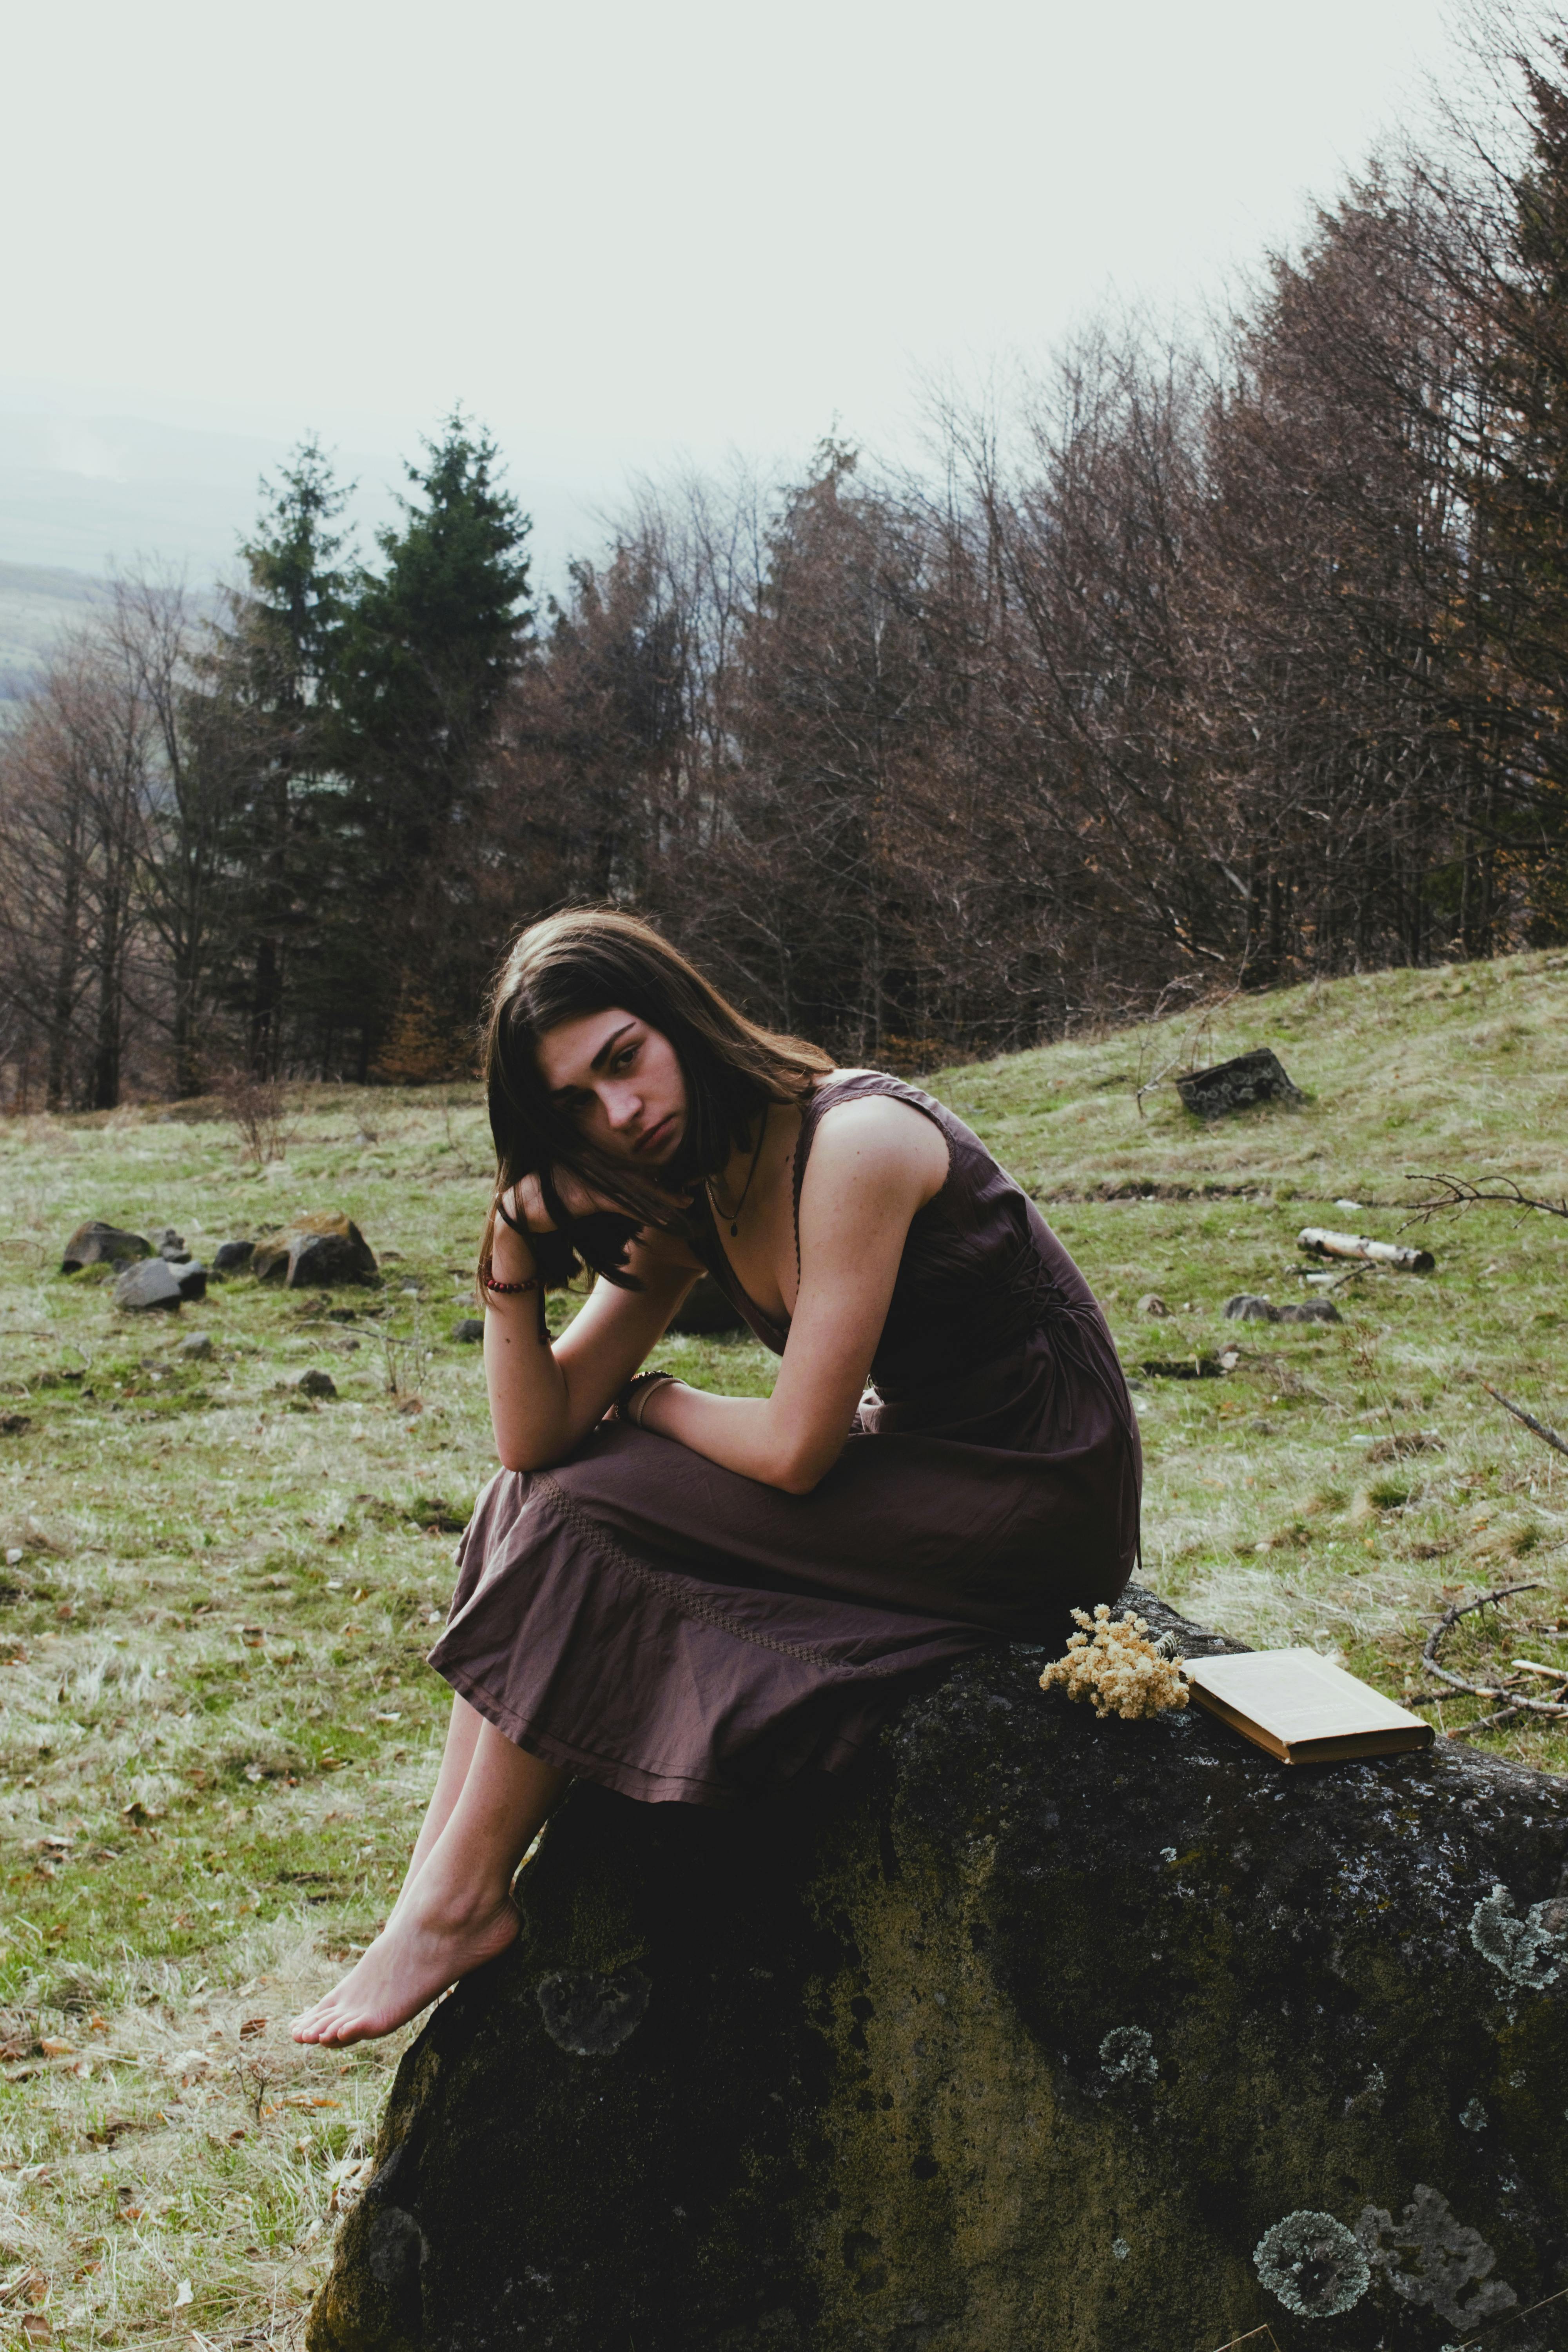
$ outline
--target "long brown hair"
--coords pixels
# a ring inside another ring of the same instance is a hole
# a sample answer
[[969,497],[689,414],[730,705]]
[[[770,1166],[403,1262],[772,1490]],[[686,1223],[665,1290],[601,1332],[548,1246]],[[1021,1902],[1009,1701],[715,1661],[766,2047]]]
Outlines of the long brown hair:
[[[620,1009],[668,1038],[686,1081],[686,1129],[674,1162],[653,1181],[586,1144],[551,1100],[538,1045],[549,1029],[584,1013]],[[496,1198],[537,1176],[561,1229],[533,1236],[545,1281],[568,1280],[581,1258],[623,1287],[626,1246],[641,1225],[679,1227],[683,1193],[718,1174],[744,1149],[770,1103],[795,1102],[833,1066],[820,1046],[748,1021],[651,923],[613,908],[569,907],[530,923],[513,940],[490,992],[485,1088],[496,1148]],[[569,1170],[621,1214],[569,1217],[556,1185]],[[481,1267],[495,1230],[491,1209]],[[540,1247],[539,1244],[543,1246]]]

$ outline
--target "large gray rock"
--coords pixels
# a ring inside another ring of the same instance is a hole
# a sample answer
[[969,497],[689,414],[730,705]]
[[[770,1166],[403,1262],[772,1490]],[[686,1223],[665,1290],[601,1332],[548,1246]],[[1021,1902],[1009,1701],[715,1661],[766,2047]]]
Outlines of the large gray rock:
[[1568,2284],[1568,1786],[1292,1769],[1040,1663],[836,1800],[574,1789],[310,2352],[1437,2352]]
[[60,1272],[75,1274],[84,1265],[127,1265],[133,1258],[151,1257],[153,1244],[145,1234],[129,1234],[119,1225],[96,1219],[79,1225],[60,1254]]
[[256,1244],[250,1260],[258,1282],[288,1290],[335,1290],[342,1283],[379,1280],[375,1254],[351,1217],[299,1216]]
[[254,1242],[219,1242],[213,1252],[213,1272],[237,1274],[240,1267],[248,1265],[255,1255]]
[[143,1258],[140,1265],[128,1265],[115,1276],[114,1303],[127,1315],[146,1315],[158,1307],[172,1307],[178,1314],[184,1295],[179,1270],[161,1257]]

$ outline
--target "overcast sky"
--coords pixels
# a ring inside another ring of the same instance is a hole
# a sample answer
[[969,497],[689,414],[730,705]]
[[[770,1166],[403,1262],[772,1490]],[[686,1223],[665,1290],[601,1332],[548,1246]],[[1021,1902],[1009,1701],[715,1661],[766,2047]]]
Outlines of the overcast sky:
[[907,450],[922,375],[1201,299],[1447,41],[1440,0],[61,0],[5,53],[0,408],[363,454],[460,400],[613,498],[835,420]]

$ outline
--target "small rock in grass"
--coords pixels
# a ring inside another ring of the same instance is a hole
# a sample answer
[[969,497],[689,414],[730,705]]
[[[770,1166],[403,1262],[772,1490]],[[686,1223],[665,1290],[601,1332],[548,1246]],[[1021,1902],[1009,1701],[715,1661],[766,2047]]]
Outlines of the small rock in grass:
[[[1397,1437],[1380,1437],[1375,1445],[1366,1449],[1369,1462],[1400,1462],[1407,1454],[1442,1454],[1447,1452],[1435,1429],[1401,1430]],[[5,1557],[10,1558],[9,1552]]]
[[205,1364],[211,1358],[212,1352],[212,1340],[205,1331],[193,1331],[190,1338],[182,1339],[174,1350],[174,1353],[183,1357],[188,1364]]
[[237,1274],[242,1265],[249,1265],[255,1255],[254,1242],[219,1242],[213,1252],[213,1272]]
[[180,1286],[182,1298],[205,1298],[207,1295],[207,1270],[199,1257],[187,1260],[184,1265],[173,1265],[165,1258],[170,1273]]
[[1238,1290],[1225,1302],[1225,1319],[1227,1323],[1278,1323],[1280,1310],[1270,1299],[1259,1298],[1256,1291]]
[[1170,1308],[1166,1306],[1164,1300],[1161,1297],[1157,1290],[1146,1290],[1143,1293],[1142,1297],[1138,1301],[1138,1312],[1140,1315],[1161,1316],[1168,1315],[1170,1311]]
[[146,1315],[159,1307],[177,1315],[182,1295],[178,1275],[161,1257],[127,1266],[114,1284],[114,1303],[128,1315]]
[[259,1282],[289,1290],[330,1290],[339,1283],[378,1279],[375,1255],[352,1217],[323,1213],[298,1216],[256,1246]]
[[184,1234],[177,1234],[173,1225],[165,1225],[158,1243],[158,1255],[166,1258],[171,1265],[184,1265],[190,1255]]
[[452,1337],[460,1348],[471,1348],[484,1336],[485,1324],[482,1315],[465,1315],[460,1323],[455,1323],[452,1327]]
[[83,1265],[124,1265],[133,1258],[151,1257],[153,1244],[142,1234],[128,1234],[119,1225],[94,1221],[79,1225],[60,1255],[60,1272],[74,1274]]
[[300,1372],[289,1385],[300,1396],[335,1397],[338,1392],[338,1384],[331,1372],[320,1371],[314,1367],[308,1372]]
[[1275,1317],[1279,1323],[1339,1323],[1343,1321],[1331,1298],[1303,1298],[1297,1307],[1281,1307]]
* * * *
» Task directions
Would you transcribe all of the data exactly, omitting any pictures?

» Exercise output
$ outline
--target "long brown hair"
--coords pixels
# a ring inside another ring of the same instance is a hole
# a sample answer
[[969,497],[689,414],[730,705]]
[[[770,1166],[403,1262],[772,1490]],[[686,1223],[665,1290],[601,1332],[548,1246]],[[1021,1902],[1009,1701],[715,1661],[766,2047]]]
Outlines of the long brown hair:
[[[620,1009],[668,1038],[686,1081],[686,1129],[674,1162],[653,1181],[586,1144],[551,1100],[538,1045],[549,1029],[584,1013]],[[496,1198],[537,1176],[561,1229],[533,1236],[545,1281],[568,1280],[581,1258],[623,1287],[626,1246],[641,1225],[679,1227],[683,1193],[718,1174],[744,1149],[770,1103],[795,1102],[833,1066],[820,1046],[748,1021],[651,923],[613,908],[569,907],[530,923],[513,940],[490,992],[485,1088],[496,1148]],[[569,1170],[621,1214],[569,1217],[556,1185]],[[481,1267],[495,1230],[491,1209]],[[540,1247],[539,1244],[543,1246]]]

$ outline
--target "large gray rock"
--coords pixels
# a ring inside another ring of the same instance is a hole
# a sample answer
[[969,497],[689,414],[730,705]]
[[[770,1166],[403,1262],[772,1490]],[[686,1223],[665,1290],[601,1332],[548,1246]],[[1021,1902],[1009,1701],[715,1661],[766,2047]]]
Outlines of the large gray rock:
[[1568,2284],[1568,1786],[1292,1769],[1040,1663],[836,1800],[574,1789],[310,2352],[1437,2352]]
[[60,1272],[75,1274],[84,1265],[127,1265],[133,1258],[151,1257],[153,1244],[145,1234],[129,1234],[119,1225],[96,1219],[79,1225],[60,1254]]
[[256,1244],[250,1260],[258,1282],[288,1290],[335,1290],[342,1283],[379,1280],[375,1254],[351,1217],[299,1216]]
[[254,1242],[219,1242],[213,1252],[213,1272],[237,1274],[240,1267],[248,1265],[255,1255]]
[[143,1258],[140,1265],[128,1265],[115,1276],[114,1303],[127,1315],[146,1315],[158,1307],[172,1307],[178,1314],[184,1295],[179,1270],[161,1257]]

$ outline
--target "overcast sky"
--coords pixels
# a ring inside another ring of the same instance is a hole
# a sample answer
[[969,497],[689,414],[730,705]]
[[[770,1166],[403,1262],[772,1490]],[[686,1223],[665,1290],[601,1332],[548,1246]],[[1021,1902],[1009,1701],[715,1661],[766,2047]]]
Outlines of the overcast sky:
[[907,450],[922,375],[1201,299],[1447,41],[1440,0],[61,0],[5,53],[0,408],[363,454],[460,400],[613,498],[835,420]]

$ outline
--target "small rock in grass"
--coords pixels
# a ring inside another ring of the same instance is a hole
# a sample answer
[[969,497],[689,414],[730,705]]
[[[770,1166],[403,1262],[772,1490]],[[686,1223],[665,1290],[601,1332],[548,1246]],[[1021,1902],[1009,1701],[715,1661],[766,2047]]]
Outlines of the small rock in grass:
[[[1397,1437],[1380,1437],[1375,1445],[1366,1449],[1369,1462],[1400,1462],[1407,1454],[1442,1454],[1447,1452],[1435,1429],[1401,1430]],[[5,1557],[10,1558],[9,1552]]]
[[205,1364],[211,1358],[212,1352],[212,1340],[205,1331],[193,1331],[190,1338],[182,1339],[174,1350],[174,1353],[183,1357],[188,1364]]
[[237,1274],[242,1265],[249,1265],[255,1255],[254,1242],[219,1242],[213,1252],[213,1272]]
[[180,1286],[182,1298],[205,1298],[207,1295],[207,1270],[199,1257],[187,1260],[184,1265],[173,1265],[165,1258],[170,1273]]
[[1238,1290],[1225,1302],[1225,1319],[1227,1323],[1278,1323],[1280,1310],[1270,1299],[1259,1298],[1256,1291]]
[[1170,1308],[1166,1306],[1164,1300],[1161,1297],[1157,1290],[1146,1290],[1143,1293],[1142,1297],[1138,1301],[1138,1312],[1140,1315],[1161,1316],[1168,1315],[1170,1311]]
[[146,1315],[159,1307],[177,1315],[182,1295],[178,1275],[161,1257],[127,1266],[114,1284],[114,1303],[128,1315]]
[[259,1282],[289,1290],[330,1290],[339,1283],[378,1279],[375,1255],[352,1217],[323,1213],[298,1216],[256,1246]]
[[184,1234],[177,1234],[173,1225],[165,1225],[158,1243],[158,1255],[166,1258],[171,1265],[184,1265],[190,1255]]
[[452,1337],[460,1348],[471,1348],[484,1336],[485,1324],[482,1315],[465,1315],[460,1323],[455,1323],[452,1327]]
[[83,1265],[124,1265],[133,1258],[151,1257],[153,1244],[142,1234],[128,1234],[119,1225],[94,1221],[79,1225],[60,1255],[60,1272],[74,1274]]
[[300,1372],[289,1385],[300,1396],[335,1397],[338,1392],[338,1384],[331,1372],[320,1371],[314,1367],[308,1372]]
[[1275,1317],[1279,1323],[1339,1323],[1343,1321],[1331,1298],[1303,1298],[1297,1307],[1281,1307]]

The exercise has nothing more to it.